**Directive**
Pick out each line in the records below that contains the word "chair" and copy those lines. Letter case matters.

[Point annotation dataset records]
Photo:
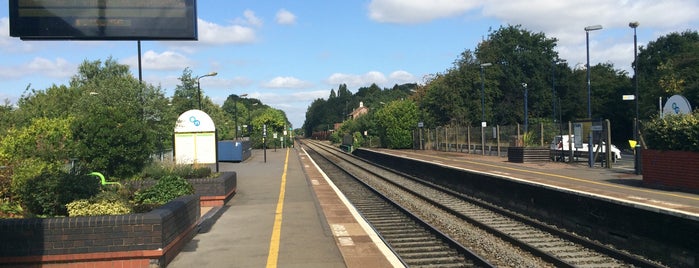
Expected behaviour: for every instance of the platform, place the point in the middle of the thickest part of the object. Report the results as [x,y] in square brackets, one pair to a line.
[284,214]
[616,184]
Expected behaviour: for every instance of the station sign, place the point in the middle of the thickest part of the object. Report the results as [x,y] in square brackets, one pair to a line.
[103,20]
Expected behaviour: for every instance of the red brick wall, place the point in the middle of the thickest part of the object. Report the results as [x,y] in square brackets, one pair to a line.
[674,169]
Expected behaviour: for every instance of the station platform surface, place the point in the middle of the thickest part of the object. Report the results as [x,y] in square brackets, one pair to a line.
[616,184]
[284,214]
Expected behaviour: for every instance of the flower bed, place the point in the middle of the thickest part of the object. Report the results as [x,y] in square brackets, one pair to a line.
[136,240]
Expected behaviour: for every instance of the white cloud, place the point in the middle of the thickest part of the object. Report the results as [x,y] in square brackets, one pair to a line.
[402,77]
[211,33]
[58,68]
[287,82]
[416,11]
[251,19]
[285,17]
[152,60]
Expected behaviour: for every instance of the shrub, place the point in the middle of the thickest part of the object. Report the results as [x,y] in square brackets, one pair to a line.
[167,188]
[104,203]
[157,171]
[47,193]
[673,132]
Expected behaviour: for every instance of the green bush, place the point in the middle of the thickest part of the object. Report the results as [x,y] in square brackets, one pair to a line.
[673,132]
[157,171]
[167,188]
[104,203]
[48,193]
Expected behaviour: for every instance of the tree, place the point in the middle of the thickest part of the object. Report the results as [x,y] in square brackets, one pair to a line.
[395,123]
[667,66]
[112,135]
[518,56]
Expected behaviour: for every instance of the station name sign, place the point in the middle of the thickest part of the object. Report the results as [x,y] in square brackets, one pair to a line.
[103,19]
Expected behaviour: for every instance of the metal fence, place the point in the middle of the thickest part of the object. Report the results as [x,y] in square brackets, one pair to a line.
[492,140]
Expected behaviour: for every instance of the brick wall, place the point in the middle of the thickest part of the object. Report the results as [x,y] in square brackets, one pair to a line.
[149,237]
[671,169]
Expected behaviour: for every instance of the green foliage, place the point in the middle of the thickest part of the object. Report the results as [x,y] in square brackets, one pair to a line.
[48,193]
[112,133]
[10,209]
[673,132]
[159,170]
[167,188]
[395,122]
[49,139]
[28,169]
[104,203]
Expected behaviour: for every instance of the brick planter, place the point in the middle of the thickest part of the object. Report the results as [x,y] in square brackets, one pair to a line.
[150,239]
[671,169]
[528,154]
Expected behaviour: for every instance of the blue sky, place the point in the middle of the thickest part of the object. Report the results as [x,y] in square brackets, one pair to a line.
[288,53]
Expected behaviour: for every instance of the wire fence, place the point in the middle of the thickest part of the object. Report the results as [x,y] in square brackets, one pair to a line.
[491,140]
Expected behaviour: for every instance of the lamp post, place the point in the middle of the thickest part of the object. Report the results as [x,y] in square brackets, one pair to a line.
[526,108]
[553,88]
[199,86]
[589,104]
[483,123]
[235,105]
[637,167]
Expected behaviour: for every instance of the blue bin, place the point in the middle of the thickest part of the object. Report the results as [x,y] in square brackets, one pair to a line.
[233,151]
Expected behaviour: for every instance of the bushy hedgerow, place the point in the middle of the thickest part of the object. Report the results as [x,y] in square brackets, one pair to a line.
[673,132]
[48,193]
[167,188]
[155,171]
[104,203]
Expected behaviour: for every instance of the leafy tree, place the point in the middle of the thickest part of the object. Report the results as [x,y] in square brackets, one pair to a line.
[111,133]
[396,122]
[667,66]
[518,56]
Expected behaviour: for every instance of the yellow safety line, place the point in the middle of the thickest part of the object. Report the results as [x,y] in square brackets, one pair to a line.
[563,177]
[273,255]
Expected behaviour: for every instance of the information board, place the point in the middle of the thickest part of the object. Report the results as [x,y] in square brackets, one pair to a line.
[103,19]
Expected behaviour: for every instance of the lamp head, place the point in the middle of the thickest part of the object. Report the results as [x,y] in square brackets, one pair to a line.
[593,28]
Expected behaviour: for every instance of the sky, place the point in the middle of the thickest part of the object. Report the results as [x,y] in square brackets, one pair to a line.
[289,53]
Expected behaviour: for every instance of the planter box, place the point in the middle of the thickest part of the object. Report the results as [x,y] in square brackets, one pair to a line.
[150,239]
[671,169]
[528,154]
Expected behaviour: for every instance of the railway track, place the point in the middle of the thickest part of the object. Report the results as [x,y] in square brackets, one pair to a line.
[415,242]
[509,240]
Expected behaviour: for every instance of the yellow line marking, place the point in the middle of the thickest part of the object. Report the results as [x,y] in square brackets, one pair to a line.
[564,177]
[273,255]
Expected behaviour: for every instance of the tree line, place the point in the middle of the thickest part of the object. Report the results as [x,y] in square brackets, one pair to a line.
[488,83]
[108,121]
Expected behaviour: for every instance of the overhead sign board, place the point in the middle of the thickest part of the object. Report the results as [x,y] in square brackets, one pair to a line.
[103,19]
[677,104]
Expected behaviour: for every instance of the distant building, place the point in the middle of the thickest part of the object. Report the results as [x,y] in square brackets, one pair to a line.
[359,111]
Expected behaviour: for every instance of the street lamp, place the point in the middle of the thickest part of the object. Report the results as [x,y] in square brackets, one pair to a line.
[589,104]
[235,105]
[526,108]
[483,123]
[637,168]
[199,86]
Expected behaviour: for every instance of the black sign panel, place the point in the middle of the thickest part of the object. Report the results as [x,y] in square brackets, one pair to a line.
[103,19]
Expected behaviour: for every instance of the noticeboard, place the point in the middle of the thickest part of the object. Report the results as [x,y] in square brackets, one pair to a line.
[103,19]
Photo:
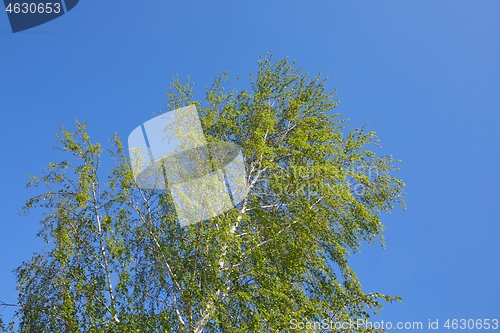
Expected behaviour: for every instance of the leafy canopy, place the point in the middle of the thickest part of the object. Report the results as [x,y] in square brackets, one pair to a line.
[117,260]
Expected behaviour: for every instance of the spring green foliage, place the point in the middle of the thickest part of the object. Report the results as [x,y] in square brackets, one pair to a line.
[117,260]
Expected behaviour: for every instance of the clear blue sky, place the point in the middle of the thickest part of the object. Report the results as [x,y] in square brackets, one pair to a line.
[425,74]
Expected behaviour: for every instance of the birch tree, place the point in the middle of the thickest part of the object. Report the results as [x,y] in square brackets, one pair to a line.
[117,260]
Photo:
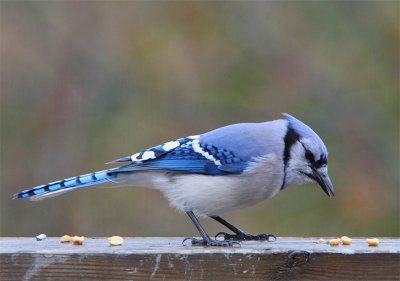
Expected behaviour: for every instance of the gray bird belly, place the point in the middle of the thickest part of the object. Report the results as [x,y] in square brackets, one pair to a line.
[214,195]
* * *
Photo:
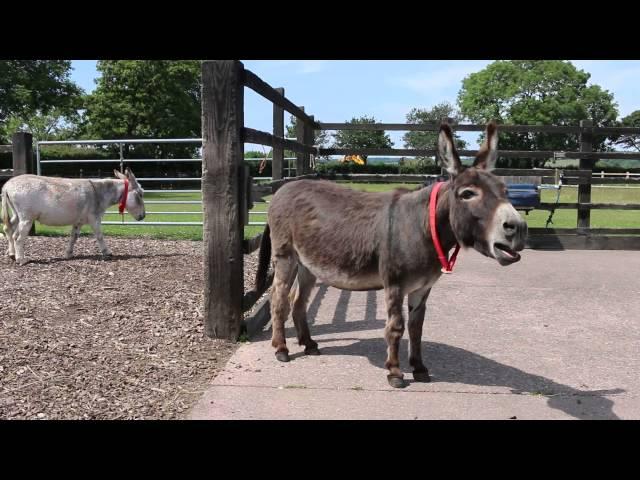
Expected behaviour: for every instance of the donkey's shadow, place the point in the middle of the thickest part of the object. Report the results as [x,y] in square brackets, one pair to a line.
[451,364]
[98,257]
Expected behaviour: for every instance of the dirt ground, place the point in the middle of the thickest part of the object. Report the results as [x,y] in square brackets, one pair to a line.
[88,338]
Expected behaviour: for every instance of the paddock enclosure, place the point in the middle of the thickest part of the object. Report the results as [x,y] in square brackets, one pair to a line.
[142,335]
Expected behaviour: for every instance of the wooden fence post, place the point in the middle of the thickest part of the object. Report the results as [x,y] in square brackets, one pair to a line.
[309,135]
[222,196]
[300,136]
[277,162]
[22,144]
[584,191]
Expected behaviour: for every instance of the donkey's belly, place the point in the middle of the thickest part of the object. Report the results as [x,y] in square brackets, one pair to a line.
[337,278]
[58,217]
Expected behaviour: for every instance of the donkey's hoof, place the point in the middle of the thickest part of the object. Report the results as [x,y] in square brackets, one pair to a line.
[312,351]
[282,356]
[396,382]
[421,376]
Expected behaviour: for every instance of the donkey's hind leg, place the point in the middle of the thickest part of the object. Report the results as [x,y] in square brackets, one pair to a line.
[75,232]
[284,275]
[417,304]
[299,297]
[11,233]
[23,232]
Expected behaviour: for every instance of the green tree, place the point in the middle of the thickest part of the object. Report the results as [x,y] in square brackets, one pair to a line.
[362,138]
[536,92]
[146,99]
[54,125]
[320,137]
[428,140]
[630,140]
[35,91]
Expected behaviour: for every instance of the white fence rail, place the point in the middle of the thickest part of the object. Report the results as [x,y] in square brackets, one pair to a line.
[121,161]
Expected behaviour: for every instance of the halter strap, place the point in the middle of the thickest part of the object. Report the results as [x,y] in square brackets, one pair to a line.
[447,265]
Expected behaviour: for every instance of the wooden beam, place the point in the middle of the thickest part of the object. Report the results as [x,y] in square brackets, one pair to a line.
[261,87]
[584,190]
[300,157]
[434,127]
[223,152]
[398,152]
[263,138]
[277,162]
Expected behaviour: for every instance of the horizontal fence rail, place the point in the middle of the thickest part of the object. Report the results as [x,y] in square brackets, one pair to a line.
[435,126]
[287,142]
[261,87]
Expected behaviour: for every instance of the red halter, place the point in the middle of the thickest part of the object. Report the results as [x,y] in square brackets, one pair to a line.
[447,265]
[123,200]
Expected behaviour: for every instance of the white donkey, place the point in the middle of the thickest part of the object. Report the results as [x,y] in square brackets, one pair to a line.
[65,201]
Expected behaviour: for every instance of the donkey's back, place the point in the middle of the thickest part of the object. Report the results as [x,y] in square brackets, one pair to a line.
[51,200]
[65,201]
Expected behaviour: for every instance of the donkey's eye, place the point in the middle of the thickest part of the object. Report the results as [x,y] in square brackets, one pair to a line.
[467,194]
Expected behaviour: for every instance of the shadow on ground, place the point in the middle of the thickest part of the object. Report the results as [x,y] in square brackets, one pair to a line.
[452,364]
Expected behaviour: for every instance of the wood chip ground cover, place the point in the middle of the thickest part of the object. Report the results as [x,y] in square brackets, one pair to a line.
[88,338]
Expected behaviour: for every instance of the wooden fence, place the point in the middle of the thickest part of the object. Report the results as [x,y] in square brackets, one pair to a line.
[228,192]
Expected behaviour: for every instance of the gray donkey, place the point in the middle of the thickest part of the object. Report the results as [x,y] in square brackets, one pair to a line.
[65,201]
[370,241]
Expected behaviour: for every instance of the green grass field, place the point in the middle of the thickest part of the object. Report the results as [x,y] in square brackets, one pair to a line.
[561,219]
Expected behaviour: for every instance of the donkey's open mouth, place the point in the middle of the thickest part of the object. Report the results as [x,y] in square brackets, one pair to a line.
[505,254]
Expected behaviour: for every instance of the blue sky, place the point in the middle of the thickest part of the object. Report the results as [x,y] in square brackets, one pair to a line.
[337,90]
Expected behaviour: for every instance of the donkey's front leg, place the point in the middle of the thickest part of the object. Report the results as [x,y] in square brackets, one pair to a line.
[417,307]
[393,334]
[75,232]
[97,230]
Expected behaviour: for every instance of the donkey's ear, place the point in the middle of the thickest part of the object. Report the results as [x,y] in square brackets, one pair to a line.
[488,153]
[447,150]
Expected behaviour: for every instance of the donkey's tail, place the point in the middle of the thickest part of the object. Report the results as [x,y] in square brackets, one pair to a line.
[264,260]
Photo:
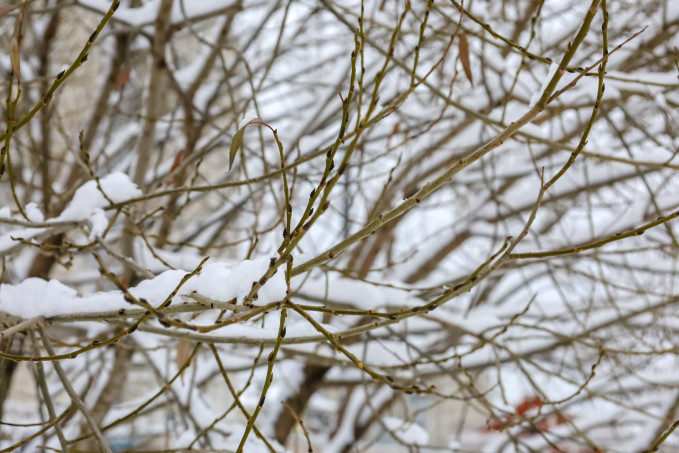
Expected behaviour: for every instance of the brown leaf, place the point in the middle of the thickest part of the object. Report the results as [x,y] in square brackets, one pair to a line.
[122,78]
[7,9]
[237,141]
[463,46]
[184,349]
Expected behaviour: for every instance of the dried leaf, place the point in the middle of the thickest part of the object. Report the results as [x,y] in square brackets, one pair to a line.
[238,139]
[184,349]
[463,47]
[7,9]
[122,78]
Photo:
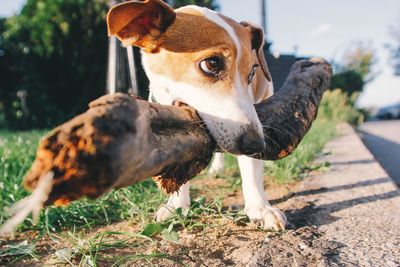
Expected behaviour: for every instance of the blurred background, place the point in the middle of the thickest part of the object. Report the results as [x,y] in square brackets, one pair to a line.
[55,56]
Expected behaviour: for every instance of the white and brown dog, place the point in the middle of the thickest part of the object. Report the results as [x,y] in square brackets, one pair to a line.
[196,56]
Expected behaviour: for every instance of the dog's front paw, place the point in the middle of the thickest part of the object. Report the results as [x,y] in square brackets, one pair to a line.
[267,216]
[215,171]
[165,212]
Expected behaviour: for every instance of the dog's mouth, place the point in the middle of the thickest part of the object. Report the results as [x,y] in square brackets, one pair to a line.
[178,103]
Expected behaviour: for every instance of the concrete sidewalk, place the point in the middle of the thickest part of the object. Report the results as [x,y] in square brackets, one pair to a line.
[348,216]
* * *
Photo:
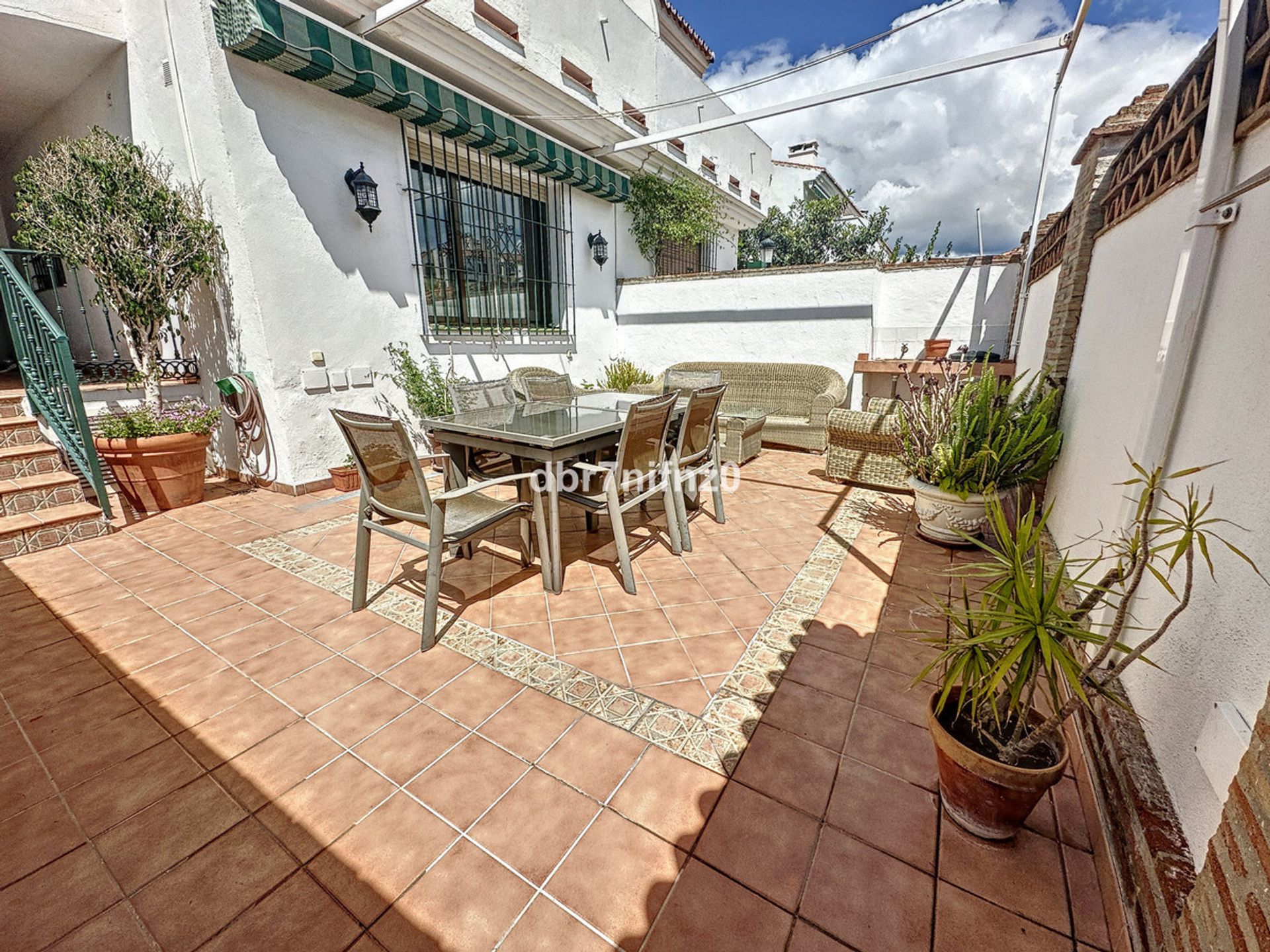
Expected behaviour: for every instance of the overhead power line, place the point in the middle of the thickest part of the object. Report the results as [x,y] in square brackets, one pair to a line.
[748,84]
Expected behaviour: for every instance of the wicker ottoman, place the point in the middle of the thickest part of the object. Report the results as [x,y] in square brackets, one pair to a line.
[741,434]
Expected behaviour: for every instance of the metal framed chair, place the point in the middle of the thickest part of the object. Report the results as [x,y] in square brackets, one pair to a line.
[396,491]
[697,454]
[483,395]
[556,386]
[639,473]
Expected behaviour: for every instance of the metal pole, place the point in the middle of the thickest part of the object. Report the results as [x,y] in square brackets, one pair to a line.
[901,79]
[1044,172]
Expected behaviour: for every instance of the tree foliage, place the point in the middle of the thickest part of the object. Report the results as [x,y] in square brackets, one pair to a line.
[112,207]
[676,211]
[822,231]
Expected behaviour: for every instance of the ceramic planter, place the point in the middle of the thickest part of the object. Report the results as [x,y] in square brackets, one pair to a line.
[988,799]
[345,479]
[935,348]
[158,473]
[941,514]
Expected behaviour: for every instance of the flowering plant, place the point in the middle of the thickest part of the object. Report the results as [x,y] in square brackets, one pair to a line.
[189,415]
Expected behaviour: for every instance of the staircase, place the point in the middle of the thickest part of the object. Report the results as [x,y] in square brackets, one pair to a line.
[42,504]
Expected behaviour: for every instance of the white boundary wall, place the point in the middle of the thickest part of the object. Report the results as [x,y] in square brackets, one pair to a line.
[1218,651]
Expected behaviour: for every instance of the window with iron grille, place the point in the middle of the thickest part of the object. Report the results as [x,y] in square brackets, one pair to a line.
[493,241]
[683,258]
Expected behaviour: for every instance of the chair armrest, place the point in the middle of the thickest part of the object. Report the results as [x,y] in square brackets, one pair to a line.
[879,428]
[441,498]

**Result**
Expected behaviour: for every instance of the metal framed chair, place the point in the middle of the thickest part of the object. Report the results as [x,y] in square brackets, one pair to a line.
Expected behaviour: for every instance of the chair armrest, place the point in the middle of the thickest part of the object. Report the results as [x,y] in square brackets, one pair to a line.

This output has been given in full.